WHAT YOU SHOULD DO: Every line below that contains "white" is to be copied.

Extracted data entries:
━━━━━━

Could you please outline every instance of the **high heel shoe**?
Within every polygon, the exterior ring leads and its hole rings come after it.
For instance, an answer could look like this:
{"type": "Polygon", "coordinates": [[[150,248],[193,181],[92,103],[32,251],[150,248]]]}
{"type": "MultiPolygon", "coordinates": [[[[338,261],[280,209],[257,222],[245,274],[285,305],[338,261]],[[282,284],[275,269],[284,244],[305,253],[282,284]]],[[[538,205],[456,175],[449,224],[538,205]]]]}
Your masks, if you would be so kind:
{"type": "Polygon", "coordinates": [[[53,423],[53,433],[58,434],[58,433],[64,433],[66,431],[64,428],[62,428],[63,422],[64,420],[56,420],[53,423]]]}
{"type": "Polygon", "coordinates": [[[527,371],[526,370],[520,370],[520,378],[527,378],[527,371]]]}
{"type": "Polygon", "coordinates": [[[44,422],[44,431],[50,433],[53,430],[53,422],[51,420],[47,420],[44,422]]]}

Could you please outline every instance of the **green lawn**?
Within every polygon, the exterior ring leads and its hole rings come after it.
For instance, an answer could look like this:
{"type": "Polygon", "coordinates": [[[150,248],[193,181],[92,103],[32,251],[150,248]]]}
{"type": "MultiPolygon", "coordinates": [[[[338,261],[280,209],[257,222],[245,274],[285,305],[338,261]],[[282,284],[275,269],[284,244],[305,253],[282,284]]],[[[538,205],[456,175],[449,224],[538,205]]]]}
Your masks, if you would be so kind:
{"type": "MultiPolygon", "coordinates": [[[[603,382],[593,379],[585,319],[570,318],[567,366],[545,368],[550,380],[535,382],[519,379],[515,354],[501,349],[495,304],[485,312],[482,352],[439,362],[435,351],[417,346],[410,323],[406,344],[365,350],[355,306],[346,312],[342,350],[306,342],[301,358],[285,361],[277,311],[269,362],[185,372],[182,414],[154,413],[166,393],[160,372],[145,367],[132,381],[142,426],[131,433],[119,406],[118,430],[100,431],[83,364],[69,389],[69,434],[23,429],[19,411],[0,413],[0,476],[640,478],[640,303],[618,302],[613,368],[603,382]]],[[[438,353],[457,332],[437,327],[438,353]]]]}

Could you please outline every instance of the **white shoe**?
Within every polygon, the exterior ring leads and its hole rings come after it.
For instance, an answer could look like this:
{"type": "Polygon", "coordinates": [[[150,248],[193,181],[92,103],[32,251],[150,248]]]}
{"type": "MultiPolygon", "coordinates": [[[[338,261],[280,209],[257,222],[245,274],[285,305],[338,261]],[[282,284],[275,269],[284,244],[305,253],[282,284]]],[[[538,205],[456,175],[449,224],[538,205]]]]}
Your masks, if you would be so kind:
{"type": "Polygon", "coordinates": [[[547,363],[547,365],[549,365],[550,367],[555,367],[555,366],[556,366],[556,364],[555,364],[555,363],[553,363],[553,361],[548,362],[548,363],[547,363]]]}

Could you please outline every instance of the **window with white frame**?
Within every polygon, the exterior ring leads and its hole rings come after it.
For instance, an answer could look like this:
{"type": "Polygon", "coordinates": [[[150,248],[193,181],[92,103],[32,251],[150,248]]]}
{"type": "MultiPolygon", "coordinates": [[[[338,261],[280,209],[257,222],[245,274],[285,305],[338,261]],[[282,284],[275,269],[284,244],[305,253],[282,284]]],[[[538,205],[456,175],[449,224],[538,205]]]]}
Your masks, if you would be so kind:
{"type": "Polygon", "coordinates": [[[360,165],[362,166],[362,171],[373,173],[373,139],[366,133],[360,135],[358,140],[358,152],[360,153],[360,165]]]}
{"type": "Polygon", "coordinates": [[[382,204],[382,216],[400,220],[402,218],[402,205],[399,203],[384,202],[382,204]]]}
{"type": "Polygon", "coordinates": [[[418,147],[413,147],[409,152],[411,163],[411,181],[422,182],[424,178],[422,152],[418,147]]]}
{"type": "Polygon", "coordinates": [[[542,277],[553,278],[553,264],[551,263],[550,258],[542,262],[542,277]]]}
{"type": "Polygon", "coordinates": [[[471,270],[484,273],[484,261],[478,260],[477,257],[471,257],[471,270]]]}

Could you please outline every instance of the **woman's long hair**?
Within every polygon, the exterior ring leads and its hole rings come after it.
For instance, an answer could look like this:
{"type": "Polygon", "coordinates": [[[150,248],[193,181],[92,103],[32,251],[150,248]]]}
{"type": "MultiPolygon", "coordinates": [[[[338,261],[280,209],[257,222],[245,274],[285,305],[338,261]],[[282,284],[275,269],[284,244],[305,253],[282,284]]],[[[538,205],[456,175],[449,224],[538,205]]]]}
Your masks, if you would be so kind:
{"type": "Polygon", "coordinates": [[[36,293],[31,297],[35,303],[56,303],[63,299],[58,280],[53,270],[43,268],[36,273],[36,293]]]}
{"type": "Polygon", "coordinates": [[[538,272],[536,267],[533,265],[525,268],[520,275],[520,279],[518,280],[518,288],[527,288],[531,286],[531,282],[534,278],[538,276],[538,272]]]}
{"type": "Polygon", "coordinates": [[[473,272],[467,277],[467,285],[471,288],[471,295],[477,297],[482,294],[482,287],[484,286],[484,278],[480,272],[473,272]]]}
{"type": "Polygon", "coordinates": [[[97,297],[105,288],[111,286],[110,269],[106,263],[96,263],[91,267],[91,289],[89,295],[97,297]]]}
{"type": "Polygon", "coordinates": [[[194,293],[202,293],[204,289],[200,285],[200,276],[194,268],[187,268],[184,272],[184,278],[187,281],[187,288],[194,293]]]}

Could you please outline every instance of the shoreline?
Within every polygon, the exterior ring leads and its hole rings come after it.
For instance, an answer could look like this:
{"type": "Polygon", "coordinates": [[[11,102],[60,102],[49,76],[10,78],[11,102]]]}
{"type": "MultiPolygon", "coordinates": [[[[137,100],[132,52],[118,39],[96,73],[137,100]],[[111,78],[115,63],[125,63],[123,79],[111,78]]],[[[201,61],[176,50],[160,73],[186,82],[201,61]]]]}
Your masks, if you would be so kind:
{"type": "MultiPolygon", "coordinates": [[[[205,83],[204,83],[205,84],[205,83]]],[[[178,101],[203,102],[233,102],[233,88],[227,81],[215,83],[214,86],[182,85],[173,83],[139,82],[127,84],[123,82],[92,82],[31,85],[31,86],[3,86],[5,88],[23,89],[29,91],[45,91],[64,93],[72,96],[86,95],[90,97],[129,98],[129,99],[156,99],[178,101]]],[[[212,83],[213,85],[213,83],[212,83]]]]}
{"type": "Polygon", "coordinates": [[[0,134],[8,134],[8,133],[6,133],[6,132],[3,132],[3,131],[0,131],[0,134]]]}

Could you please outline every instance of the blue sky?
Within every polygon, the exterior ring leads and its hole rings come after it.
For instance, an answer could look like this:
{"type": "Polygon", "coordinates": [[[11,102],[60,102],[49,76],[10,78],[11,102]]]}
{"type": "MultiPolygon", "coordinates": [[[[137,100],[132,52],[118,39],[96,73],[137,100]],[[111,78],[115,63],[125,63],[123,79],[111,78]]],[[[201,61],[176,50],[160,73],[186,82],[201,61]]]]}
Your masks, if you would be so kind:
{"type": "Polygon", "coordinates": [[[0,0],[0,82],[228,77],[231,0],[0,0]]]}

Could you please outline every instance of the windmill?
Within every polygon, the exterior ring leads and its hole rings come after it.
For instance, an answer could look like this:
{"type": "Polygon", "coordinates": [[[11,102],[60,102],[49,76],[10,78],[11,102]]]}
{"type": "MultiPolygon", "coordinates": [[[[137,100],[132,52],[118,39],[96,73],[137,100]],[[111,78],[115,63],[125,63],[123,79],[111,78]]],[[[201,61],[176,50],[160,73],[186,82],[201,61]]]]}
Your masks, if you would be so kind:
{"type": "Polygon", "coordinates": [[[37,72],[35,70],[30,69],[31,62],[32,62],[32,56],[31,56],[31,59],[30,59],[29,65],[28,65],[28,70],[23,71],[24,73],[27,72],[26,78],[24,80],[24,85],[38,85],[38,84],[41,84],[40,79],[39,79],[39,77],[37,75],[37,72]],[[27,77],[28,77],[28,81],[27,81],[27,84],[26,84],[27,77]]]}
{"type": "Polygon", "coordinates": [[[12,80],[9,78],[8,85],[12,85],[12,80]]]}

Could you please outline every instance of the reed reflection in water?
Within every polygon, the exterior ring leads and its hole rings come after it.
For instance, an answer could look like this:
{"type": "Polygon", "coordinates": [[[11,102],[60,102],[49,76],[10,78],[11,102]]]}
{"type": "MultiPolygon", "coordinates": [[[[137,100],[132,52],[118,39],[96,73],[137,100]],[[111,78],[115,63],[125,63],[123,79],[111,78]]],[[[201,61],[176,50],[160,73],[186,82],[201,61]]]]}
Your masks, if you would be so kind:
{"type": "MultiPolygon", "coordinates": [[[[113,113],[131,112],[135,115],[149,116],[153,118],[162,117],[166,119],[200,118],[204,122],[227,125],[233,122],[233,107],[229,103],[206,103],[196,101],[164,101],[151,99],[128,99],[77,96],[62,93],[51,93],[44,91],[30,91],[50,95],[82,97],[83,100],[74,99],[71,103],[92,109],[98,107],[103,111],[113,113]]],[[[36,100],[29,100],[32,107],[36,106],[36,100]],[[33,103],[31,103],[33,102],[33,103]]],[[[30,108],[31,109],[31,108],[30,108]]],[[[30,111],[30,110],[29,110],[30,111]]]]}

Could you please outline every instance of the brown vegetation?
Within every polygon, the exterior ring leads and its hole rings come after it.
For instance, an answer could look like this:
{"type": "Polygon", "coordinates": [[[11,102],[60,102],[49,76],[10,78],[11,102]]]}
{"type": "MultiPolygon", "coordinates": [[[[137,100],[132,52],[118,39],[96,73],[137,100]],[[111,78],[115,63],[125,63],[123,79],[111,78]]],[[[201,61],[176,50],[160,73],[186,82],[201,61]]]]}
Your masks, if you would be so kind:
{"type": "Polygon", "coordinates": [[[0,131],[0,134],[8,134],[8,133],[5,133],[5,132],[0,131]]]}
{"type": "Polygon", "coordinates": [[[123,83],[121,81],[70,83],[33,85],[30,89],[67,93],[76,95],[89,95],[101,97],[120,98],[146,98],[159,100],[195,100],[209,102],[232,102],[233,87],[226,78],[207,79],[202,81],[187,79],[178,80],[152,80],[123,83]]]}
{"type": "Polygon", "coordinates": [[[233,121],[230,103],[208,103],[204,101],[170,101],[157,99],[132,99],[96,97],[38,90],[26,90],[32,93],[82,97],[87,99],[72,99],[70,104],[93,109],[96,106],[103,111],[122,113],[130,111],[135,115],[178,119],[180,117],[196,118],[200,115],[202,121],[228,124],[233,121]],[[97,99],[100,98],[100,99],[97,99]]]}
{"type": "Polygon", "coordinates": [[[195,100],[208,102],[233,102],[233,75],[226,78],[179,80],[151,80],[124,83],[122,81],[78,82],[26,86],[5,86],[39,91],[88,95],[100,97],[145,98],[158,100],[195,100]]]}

━━━━━━

ANSWER:
Could you please outline every instance of the **white shoe**?
Could you please outline every instance of the **window with white frame**?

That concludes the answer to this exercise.